Task requirements:
A: The passage on planning for business risk asks how to adapt to changes in the environment of your business. List the kinds of change that question names.
B: Continue the passage on planning for business risk, starting after its last sentence.

Page text:
<<<<

Unless you have a gift that the rest of us don’t have, that’s not an option. We need to look at how external forces impact our business and plan for the impact. We don’t plan for the event, we plan for impact. How do we deal with changes in revenue, whether they’re wildly positive or wildly negative? How do we account for changes in cost? If you’re in the electronics industry over the past few years, you’ve seen a couple of things happen in the raw materials part of the electronics industry and that is the prices have increased in raw materials. It feels like for us higher than inflation.
What’s more of an impact than that is the fact that we have lead times that have been pushed out, so getting the raw material in place is a huge impact. How do you adapt to the changes in the environment of your business whether those are changes in costs, revenue or lead times? What if your equipment breaks, how is that going to affect your business? Is that bad luck if your equipment breaks? Let’s look at that. If you have a piece of equipment that’s critical to your business and you take a look at, “It’s critical to my business. What would happen if this doesn’t work? How would I get my work done?” Let’s say that you have a piece of equipment like a stamp or a press.
You make widgets and let’s say it’s electronic. You tell it to run and it will make 400 widgets an hour. If that doesn’t work, what is your next plan? We have a hand press that we used to use when our volumes were lower. Maybe you can use that. How long is it going to take to fix? What’s it going to cost to fix the machine? The other piece of that is looking at, what can we do to reduce the likelihood that that specific event will happen? There are some things we can do. We can make sure that our machinery is well-maintained. The circumstance is very difficult for a small business owner to prevent a pandemic. We’ll let you off the hook on that one.
If you have a piece of equipment and you analyze, how can that impact my business? If it breaks, it isn’t bad luck because you’ve done what you can to prevent that so it’s a business impact, but you’ve also got a plan to deal with it. If it breaks and you don’t have a plan or if it breaks because you didn’t take care of it, that’s not bad luck, that’s poor maintenance. The idea is, let’s reduce those variables as business owners so that we’re not making our own luck. By properly maintaining our equipment, we’re reducing future risk. That’s all it is. Some other things that can happen like you can have personnel changes. If you have key personnel, what happens when those people leave? You can acquire somebody from another related technology company that can come in.

>>>>

Supplied data:

<<<<

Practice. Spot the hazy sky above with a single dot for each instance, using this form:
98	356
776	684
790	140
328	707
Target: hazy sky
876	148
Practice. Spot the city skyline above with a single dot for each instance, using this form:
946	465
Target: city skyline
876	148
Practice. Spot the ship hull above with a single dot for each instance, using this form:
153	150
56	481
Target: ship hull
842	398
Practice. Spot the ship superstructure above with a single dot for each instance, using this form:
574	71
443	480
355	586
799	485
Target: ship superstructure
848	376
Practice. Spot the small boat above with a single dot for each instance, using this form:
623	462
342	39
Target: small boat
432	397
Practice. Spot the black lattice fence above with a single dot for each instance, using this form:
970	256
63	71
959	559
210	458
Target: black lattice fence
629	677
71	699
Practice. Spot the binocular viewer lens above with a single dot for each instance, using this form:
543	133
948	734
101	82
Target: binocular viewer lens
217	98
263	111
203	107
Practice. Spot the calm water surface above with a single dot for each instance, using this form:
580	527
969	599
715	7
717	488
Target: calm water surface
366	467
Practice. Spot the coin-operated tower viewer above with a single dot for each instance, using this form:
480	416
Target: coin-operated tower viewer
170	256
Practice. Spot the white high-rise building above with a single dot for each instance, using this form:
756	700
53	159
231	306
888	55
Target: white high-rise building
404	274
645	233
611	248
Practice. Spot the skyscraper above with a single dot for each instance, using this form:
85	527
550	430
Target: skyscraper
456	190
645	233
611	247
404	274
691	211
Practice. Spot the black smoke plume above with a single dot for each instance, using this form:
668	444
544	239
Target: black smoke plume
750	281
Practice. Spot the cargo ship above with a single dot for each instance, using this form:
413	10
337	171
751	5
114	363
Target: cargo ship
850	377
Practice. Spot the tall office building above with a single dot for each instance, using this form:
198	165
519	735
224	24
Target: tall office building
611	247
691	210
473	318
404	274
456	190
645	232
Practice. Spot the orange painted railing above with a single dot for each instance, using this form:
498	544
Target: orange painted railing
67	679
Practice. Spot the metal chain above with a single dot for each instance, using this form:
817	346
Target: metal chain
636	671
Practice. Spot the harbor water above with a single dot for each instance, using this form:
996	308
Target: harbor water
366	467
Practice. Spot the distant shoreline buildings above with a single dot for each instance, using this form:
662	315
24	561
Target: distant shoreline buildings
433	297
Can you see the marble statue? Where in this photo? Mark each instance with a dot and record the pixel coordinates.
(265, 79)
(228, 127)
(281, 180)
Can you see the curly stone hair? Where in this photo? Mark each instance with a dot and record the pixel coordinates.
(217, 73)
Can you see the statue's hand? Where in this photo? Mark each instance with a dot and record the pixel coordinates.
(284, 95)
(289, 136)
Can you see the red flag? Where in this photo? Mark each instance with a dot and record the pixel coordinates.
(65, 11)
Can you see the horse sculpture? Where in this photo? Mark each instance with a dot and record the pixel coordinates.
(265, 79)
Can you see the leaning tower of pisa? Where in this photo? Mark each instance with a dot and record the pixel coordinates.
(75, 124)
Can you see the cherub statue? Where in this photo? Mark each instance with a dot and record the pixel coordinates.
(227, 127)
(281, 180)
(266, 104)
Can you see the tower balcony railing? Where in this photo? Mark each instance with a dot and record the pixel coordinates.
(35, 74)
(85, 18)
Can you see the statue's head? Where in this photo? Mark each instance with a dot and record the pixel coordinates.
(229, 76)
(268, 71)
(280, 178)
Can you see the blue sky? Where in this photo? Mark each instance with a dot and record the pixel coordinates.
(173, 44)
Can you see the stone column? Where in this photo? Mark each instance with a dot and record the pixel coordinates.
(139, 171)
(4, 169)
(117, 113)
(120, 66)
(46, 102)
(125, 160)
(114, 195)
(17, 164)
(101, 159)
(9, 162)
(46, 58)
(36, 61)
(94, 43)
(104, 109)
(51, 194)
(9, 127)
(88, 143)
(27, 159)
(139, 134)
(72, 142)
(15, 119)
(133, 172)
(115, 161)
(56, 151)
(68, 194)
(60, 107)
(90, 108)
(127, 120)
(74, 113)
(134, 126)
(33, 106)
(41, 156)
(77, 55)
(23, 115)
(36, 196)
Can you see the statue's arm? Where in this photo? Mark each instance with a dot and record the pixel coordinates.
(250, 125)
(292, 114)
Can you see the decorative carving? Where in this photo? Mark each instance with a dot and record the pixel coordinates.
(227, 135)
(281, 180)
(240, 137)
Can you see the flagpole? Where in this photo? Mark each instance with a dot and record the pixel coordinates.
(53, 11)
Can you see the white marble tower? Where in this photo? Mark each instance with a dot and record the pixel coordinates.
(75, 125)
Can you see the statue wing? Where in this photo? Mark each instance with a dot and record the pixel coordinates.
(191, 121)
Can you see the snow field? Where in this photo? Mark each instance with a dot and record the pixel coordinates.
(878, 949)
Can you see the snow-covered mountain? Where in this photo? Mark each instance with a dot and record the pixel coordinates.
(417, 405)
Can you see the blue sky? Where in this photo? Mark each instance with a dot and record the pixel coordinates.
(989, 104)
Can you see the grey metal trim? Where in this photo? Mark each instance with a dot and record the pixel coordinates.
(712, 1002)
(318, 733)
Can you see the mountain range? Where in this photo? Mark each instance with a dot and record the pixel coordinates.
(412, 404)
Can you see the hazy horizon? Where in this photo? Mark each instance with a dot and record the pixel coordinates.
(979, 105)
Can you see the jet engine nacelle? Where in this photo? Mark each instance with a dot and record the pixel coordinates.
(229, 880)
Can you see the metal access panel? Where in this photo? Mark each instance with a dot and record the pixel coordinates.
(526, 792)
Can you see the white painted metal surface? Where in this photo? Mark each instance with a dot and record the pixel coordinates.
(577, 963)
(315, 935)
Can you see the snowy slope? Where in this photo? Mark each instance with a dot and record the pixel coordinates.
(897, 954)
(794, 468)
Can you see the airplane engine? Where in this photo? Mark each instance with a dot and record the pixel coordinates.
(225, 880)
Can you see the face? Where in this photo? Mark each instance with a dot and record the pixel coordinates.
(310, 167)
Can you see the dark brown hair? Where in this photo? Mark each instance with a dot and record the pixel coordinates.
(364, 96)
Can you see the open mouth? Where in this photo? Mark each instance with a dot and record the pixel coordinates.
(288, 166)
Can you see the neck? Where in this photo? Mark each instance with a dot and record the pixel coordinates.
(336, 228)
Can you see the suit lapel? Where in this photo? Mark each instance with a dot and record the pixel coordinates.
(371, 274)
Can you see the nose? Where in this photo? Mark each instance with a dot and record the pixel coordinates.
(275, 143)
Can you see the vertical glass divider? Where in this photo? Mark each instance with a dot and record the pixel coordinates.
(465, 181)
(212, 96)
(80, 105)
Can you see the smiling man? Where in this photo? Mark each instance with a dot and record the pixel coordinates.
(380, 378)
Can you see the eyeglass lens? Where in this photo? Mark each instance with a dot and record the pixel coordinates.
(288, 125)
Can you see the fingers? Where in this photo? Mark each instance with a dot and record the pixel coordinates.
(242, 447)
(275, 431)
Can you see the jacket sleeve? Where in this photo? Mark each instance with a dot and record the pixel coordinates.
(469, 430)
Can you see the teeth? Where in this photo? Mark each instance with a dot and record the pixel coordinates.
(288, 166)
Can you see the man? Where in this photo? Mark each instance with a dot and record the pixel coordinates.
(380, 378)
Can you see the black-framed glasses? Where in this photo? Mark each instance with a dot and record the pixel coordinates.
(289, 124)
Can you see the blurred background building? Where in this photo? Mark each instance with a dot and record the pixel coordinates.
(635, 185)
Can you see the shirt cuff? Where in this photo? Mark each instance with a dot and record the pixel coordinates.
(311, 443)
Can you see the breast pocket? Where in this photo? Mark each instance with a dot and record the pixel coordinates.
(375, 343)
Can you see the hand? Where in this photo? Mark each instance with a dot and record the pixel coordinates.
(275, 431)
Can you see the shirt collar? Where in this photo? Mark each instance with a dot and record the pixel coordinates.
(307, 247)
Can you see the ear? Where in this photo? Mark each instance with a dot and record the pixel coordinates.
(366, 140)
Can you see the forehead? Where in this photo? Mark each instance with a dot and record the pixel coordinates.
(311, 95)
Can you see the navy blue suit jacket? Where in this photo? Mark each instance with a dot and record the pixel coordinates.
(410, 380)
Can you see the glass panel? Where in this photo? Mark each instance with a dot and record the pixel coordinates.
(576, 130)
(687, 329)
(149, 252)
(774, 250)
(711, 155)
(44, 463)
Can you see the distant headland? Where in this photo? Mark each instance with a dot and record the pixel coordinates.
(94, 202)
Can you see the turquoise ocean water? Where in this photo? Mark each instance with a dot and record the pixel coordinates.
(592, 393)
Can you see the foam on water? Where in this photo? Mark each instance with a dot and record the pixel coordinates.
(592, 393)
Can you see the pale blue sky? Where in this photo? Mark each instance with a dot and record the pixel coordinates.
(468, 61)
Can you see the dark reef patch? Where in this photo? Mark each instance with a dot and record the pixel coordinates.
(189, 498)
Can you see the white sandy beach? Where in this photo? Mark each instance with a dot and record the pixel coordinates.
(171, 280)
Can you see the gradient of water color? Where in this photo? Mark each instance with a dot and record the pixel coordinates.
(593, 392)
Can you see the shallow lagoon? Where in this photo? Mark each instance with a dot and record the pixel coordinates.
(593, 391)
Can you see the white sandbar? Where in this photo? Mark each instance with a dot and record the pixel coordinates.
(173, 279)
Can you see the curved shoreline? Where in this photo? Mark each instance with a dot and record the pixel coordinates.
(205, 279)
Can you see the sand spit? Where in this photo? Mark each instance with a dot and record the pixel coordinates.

>>>>

Solved problems:
A:
- Costs
- Revenue
- Lead times

B:
That can be good luck because they came in and brought skills that will take you to a different place or add features to your product line. Zoom announced that they’ve acquired a company to help them with security, which is in many people are going to be saying, “That’s a reaction because they got so much bad press.” That may be true but in the future, they are responding to a situation in a way that it reduces the risk for the future and it also creates possibilities for them going forward that I want to talk about. There are these factors that you know go into your business, revenue, cost, personnel, equipment, raw materials, and resources like the internet. That’s one that we’ve all become very dependent on. I’m live streaming. What happens if the internet goes down?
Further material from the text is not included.